_Work to do_
Copy these lines again, swapping "wood grain" for "timber grain" and leaving everything else unchanged.

_Material for this task_
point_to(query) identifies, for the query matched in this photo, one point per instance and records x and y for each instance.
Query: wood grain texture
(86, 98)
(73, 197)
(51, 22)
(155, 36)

_Answer to the task_
point_to(query) identifies, for the query matched in this photo, one point per instance and records x and y for each instance.
Query: timber grain texture
(86, 98)
(73, 197)
(51, 22)
(155, 36)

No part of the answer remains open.